Listed records
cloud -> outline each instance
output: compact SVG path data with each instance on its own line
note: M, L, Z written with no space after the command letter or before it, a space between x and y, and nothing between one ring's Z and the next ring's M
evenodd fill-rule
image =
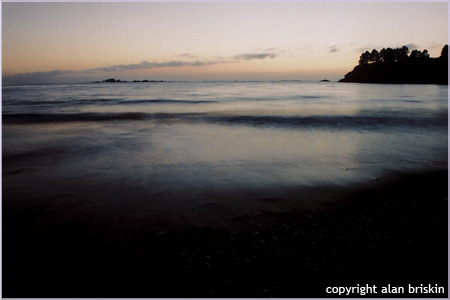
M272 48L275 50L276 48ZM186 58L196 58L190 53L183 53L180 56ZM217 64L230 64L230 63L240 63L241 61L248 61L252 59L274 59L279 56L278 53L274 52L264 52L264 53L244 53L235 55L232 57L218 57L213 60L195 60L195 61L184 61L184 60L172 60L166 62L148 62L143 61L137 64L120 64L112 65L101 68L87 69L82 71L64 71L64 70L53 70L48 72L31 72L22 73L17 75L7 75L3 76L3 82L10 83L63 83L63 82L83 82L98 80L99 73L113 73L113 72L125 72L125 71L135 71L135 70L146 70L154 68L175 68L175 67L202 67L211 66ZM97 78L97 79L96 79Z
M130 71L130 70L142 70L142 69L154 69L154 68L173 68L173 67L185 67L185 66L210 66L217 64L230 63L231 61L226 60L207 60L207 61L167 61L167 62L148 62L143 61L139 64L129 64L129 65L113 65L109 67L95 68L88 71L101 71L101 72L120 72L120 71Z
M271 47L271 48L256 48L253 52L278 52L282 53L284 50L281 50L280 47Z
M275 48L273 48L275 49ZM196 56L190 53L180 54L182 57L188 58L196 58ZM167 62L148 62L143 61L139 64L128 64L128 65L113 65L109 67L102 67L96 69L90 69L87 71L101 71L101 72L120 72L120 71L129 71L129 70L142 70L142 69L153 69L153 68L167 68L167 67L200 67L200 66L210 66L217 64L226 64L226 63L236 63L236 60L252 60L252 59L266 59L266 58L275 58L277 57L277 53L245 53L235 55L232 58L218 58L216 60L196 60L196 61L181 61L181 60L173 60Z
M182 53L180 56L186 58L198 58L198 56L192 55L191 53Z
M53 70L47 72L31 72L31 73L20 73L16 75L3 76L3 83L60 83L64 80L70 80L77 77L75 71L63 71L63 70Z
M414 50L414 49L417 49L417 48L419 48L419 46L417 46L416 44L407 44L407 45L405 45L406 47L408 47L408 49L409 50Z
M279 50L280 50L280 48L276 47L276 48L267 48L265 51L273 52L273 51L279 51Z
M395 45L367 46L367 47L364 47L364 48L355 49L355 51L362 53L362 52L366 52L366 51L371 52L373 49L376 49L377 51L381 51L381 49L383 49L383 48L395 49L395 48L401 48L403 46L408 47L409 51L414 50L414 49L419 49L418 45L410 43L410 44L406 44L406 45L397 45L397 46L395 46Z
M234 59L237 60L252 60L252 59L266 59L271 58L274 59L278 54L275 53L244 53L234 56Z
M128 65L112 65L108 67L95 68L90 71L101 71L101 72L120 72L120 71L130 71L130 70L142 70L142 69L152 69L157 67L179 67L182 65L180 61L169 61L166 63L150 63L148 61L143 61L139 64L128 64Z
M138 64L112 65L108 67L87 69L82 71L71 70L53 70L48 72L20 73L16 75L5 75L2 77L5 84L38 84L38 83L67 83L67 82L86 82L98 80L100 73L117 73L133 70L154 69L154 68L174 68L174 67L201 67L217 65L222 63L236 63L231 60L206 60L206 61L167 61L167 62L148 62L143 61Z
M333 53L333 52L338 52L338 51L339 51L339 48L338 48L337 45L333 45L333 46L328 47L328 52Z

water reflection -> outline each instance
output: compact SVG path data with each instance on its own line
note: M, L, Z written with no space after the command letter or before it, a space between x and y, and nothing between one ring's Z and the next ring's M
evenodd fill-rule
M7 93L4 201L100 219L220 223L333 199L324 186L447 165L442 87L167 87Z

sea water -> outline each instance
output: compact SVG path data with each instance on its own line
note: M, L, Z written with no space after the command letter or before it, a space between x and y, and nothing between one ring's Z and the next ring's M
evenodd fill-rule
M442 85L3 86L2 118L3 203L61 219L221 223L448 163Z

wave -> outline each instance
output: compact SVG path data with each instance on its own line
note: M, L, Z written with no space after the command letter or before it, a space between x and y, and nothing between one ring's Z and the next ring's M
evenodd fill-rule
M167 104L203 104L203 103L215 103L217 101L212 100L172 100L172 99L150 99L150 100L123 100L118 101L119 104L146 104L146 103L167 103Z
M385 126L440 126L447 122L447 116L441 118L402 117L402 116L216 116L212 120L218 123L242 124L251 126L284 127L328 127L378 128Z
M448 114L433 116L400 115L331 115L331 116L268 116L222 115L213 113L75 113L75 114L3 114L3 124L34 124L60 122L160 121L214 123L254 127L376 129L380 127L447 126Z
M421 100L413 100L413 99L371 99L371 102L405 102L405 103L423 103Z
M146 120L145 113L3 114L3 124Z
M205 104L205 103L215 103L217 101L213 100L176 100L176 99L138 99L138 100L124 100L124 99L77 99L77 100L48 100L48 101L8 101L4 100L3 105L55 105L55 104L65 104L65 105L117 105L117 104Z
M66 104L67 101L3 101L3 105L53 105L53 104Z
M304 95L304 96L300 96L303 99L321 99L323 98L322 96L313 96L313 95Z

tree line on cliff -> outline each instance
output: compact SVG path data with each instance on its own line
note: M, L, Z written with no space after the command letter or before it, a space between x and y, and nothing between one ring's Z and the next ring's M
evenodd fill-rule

--

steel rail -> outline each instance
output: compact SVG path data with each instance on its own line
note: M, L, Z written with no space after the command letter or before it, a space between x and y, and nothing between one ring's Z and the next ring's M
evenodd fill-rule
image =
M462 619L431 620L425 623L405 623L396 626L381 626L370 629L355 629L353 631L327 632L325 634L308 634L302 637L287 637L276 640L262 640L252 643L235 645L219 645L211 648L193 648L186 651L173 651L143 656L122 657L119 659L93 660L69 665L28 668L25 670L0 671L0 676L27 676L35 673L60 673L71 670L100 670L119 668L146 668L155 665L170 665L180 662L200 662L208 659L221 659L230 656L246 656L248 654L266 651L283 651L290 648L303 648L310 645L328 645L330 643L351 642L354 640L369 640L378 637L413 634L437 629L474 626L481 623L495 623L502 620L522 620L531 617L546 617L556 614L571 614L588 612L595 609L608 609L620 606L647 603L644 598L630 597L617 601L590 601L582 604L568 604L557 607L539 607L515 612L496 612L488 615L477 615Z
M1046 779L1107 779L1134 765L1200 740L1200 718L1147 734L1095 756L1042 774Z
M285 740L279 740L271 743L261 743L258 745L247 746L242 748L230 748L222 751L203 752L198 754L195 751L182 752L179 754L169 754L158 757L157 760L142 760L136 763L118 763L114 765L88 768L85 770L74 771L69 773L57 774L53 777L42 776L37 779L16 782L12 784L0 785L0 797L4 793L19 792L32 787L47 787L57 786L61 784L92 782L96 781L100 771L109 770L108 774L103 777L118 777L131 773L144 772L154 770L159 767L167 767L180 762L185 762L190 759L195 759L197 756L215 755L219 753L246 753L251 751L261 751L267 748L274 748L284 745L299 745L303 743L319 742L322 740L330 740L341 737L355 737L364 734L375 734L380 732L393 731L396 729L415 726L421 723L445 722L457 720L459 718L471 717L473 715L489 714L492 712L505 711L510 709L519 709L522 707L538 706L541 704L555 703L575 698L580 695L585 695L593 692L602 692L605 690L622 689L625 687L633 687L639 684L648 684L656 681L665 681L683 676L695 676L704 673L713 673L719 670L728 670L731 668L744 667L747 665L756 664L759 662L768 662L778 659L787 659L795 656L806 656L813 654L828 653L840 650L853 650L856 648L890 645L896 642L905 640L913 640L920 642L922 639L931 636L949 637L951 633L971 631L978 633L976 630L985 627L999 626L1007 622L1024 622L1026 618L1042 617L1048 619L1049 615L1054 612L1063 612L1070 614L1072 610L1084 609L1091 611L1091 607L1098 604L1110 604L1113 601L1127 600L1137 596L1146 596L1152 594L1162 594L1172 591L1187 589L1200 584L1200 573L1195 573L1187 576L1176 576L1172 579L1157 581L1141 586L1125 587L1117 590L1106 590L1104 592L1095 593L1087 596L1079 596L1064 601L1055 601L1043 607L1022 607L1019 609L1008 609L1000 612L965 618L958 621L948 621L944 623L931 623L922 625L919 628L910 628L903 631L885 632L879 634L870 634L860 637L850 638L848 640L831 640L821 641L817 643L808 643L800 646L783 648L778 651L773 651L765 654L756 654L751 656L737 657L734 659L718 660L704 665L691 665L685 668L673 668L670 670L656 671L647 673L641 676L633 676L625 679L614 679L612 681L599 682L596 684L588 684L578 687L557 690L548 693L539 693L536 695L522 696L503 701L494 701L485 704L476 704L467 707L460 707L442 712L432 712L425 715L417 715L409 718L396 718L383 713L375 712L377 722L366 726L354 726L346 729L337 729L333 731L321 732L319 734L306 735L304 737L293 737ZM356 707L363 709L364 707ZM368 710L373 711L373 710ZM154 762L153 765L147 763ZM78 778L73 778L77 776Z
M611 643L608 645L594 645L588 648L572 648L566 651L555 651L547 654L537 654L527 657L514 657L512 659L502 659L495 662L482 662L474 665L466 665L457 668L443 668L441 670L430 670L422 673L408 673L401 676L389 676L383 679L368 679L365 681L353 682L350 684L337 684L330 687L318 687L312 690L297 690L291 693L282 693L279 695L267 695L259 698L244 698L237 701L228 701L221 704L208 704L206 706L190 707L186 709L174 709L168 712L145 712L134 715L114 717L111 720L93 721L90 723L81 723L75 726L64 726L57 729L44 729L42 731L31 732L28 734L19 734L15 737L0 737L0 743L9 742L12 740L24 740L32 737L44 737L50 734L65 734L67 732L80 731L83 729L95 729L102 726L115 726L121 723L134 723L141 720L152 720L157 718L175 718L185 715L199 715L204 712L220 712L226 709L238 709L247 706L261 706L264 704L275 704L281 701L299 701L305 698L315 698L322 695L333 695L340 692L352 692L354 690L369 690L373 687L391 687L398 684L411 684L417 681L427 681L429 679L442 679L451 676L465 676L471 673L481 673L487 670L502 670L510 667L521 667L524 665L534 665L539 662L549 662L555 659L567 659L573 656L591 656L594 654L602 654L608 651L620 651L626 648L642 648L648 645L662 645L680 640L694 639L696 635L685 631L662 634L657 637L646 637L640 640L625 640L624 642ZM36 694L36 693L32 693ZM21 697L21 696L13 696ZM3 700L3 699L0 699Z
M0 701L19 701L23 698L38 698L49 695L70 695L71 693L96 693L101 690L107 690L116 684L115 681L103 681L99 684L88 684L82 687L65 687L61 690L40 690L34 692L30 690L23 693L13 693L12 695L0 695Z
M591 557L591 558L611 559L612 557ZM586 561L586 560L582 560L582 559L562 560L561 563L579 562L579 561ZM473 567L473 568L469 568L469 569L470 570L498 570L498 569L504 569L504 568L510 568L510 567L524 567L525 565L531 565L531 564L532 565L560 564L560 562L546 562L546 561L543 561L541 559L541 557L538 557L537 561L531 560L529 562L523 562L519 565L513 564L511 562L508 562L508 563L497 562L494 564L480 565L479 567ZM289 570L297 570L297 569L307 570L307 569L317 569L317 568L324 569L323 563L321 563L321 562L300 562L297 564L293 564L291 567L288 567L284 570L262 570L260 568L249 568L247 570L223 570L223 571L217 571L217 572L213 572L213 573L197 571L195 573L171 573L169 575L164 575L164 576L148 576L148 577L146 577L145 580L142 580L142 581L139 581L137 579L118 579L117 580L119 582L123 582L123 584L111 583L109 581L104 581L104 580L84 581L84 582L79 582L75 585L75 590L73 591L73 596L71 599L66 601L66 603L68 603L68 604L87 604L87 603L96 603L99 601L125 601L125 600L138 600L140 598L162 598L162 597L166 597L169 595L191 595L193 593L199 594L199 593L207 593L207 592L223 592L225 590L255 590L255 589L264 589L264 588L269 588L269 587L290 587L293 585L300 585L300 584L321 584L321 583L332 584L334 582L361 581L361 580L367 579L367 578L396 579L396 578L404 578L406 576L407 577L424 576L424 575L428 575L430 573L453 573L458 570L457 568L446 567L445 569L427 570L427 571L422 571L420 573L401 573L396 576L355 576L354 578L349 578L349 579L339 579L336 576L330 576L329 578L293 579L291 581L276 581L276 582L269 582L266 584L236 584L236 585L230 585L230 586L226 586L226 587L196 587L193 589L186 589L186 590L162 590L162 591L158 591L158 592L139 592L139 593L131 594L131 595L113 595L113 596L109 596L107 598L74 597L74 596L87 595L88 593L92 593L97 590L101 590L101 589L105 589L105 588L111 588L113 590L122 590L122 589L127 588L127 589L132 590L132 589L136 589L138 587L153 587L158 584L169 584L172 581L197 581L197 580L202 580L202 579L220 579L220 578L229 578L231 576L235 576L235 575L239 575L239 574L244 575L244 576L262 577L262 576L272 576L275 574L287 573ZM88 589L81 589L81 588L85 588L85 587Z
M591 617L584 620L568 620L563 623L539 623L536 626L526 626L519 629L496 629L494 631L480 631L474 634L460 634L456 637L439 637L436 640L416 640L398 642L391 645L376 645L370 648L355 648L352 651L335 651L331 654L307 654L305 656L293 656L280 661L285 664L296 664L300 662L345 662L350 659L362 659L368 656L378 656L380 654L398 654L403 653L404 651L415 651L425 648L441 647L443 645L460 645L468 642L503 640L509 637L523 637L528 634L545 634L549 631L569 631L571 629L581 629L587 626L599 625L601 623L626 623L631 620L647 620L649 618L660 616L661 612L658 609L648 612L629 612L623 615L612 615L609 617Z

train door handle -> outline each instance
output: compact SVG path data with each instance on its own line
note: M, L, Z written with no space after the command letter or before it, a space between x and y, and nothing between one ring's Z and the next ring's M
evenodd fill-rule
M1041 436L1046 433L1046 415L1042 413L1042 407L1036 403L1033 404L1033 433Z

Exercise
List each line in the listing that contains the string "outline".

Result
cloud -> outline each instance
water reflection -> outline each instance
sea water -> outline each instance
wave -> outline each instance
tree line on cliff -> outline each instance
steel rail -> outline each instance
train door handle -> outline each instance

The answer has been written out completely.